[Collected data entries]
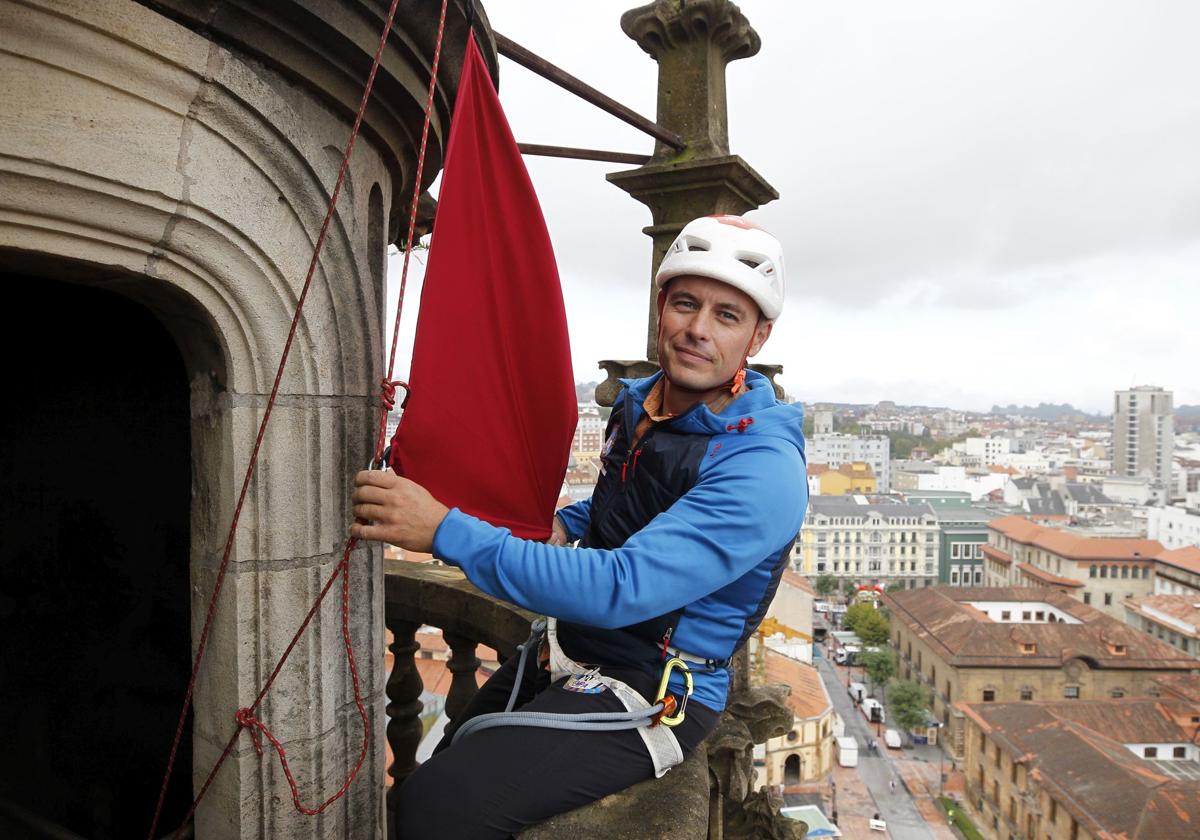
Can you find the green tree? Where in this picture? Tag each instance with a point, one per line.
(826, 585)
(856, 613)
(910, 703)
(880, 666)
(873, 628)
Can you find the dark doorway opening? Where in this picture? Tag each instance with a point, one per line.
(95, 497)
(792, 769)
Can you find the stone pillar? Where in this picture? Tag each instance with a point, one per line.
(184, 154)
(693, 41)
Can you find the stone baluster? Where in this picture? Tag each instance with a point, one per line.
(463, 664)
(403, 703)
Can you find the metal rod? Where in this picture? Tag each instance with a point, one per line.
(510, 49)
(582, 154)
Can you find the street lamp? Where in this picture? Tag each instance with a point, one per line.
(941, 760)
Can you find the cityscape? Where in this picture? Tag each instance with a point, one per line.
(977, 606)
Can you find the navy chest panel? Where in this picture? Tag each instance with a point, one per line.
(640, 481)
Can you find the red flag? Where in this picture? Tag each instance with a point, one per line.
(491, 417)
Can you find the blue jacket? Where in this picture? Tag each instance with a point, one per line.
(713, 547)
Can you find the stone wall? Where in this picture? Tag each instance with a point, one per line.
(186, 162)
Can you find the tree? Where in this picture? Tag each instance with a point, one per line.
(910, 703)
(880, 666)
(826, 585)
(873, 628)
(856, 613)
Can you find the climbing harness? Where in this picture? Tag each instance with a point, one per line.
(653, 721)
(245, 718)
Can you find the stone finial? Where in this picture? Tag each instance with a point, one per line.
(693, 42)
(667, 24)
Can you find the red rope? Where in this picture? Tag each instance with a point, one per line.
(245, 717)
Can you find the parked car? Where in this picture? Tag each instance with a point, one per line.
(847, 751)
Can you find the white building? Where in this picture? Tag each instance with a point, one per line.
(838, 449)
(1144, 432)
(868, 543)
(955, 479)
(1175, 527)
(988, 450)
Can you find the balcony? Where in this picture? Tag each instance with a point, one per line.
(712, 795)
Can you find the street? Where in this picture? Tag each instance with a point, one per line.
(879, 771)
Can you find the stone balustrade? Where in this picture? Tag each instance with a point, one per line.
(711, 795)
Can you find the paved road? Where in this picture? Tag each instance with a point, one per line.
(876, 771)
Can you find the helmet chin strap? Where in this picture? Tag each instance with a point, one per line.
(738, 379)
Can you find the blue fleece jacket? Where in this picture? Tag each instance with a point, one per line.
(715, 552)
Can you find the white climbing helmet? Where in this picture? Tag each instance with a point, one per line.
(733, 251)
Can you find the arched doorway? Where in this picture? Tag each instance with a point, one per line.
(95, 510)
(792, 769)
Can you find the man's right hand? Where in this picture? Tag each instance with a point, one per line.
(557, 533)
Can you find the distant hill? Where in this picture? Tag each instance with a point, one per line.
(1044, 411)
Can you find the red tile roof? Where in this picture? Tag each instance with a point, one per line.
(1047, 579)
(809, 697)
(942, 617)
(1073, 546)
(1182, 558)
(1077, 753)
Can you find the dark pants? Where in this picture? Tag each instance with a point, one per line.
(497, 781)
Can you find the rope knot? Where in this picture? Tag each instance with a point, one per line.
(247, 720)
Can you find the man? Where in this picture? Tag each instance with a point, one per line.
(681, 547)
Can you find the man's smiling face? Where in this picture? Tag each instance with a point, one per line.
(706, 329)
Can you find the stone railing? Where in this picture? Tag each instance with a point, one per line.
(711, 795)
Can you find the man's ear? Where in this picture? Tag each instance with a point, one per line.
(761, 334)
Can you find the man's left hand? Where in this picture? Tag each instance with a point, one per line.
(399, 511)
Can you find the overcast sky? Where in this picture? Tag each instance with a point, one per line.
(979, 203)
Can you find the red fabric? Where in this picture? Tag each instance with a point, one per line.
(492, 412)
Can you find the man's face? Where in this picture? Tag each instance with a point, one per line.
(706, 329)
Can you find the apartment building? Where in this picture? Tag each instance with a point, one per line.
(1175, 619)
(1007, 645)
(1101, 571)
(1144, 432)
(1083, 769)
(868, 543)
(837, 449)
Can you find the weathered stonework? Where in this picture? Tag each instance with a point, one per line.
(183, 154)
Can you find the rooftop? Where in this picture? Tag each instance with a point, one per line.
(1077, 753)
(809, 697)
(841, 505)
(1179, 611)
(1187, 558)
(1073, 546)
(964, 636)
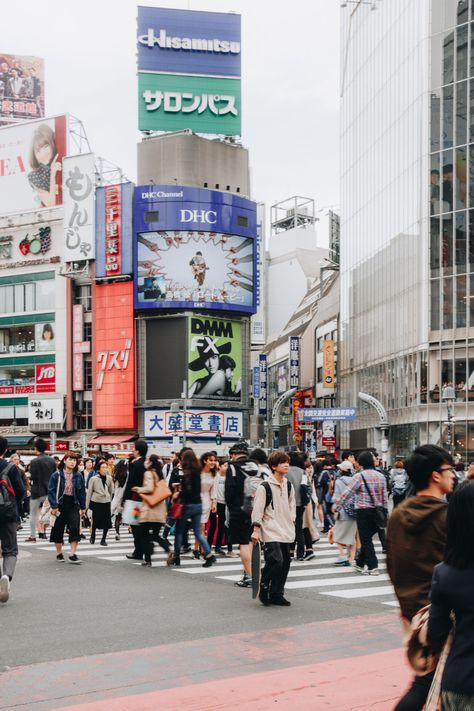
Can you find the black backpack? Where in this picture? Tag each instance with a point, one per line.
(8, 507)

» **What you should do**: The records above should be written out exactly, and the images dropped.

» **Task answer**:
Can you find the green tree? Where in this picture? Tag each instance with a point, one per line.
(826, 585)
(856, 613)
(910, 703)
(880, 666)
(873, 628)
Can you find the dark doorway opening? Where in this picture? Tag each instance with a point, one per line.
(95, 497)
(792, 769)
Can you find the stone pillar? Where in this picture? Tag each instance with a point, one per line.
(184, 154)
(693, 41)
Can you find the stone baluster? Where in this picture? Tag each instance with a point, one per line.
(463, 664)
(403, 703)
Can you find the metal rod? Where in this picture? Tag each instance with a point, one per line.
(510, 49)
(582, 154)
Can you find the street lamp? Where in this picture? Tag each instance with a point, one per line.
(941, 760)
Can you find the cityscape? Where in this picture? Tag each instance with a point, one per line.
(977, 606)
Can you find the navy chest panel? Where in this picture? Tag each instance with a point, one per line.
(640, 481)
Can you find the red flag? Where in this picture? Tag each instance with a point, one per line.
(491, 417)
Can you find the blue jacket? Where in this picture? Tag each instance with a point, one per line.
(713, 547)
Can you find the stone wall? Where in this picture? Tag each instance with a point, one per line.
(186, 162)
Can you find the tree? Where in this picture? Tag each instance with a point, one per line.
(910, 703)
(880, 666)
(826, 585)
(873, 628)
(856, 613)
Can you find the climbing harness? Where in this picture? Tag each instance with a point, one per line.
(653, 721)
(245, 718)
Can you find the stone finial? Where in this picture? Tag each instance with a point, one per line.
(693, 42)
(667, 24)
Can you find the red rope? Where in this picture? Tag each instance with a point, one per line.
(245, 717)
Can you find the parked car? Where in this picture? Tag each instance with a point, one per line.
(847, 751)
Can you find the white building? Where in this picture? Tag each instance with a point, one per line.
(838, 449)
(1144, 432)
(868, 543)
(955, 479)
(1175, 527)
(988, 450)
Can you find the balcony? Where in this picture? Tag each instance with a point, one per line.
(712, 795)
Can you find the street? Where in this picture? Tag each instance with a point, one per line.
(879, 771)
Can you find the stone balustrade? Where in this picture? Tag each instance with a point, one per line.
(711, 795)
Can you find the paved road? Where in this picture? Tag each instance with a point, one per line.
(876, 771)
Can you find the helmet chin strap? Where in this picture? Tag each instance with a point, one per line.
(738, 379)
Can you find the blue fleece jacket? Where in this picture? Tag each instance with a point, one per line.
(715, 552)
Can you find the white climbing helmet? Where in this picture? Tag each instance with a point, one per line.
(733, 251)
Can you find the arched doorway? Where in this picture? Tag each instance with a point, one per line.
(95, 510)
(792, 769)
Can you find the man's right hand? Where in this picture? Tag each instance with a point, one per line.
(557, 533)
Can you find the distant hill? Where in this picture? Tag each instance with a point, one per line.
(1044, 411)
Can you find the red tile roof? Where in this picture? Tag each instance with a point, one per line.
(1047, 579)
(809, 697)
(942, 617)
(1073, 546)
(1182, 558)
(1077, 753)
Can you find the dark pants? Where in this picture? Tag each instance with a point, one per line.
(497, 781)
Can you find the rope knot? Where in this picture? Tag each instance with a point, one per line.
(247, 720)
Can you find the man? Where in this picture? Tag each instance with a point, one per line.
(681, 547)
Can you find the man's smiling face? Where in this picture? Tag each instance with a point, one per line.
(706, 329)
Can you find the stone railing? Where in this picture? Tag each instance with a point, one per line.
(711, 795)
Can you find the man's ear? Where in this picture? Tag each instance with a point, one per line.
(761, 334)
Can you find the man's left hand? Where in this picture? Tag each instance with a point, one per line.
(399, 511)
Can you find the overcast sky? Where in this picture? Tag each instance with a point, one per line.
(979, 203)
Can you find the red fabric? Where in this picture? Tag each instance with a point, one per line.
(492, 412)
Can you find the man's face? Where in this picture? Tag each instance with a point, one per line.
(706, 329)
Can you find the apartment building? Where in this picture? Tag each instance with a point, one per line.
(1175, 619)
(1007, 645)
(1101, 571)
(1144, 432)
(1083, 769)
(868, 543)
(837, 449)
Can you find the weathered stonework? Where in this picture? Tag each instance with a point, one per line.
(183, 154)
Can you find the rooftop? Where in this picture? Tag each instance with a point, one per line.
(1077, 753)
(809, 697)
(841, 505)
(1179, 611)
(1187, 558)
(1073, 546)
(964, 636)
Can you find the black backpack? Where in this picture? Tag each instance with a point, one per line.
(8, 507)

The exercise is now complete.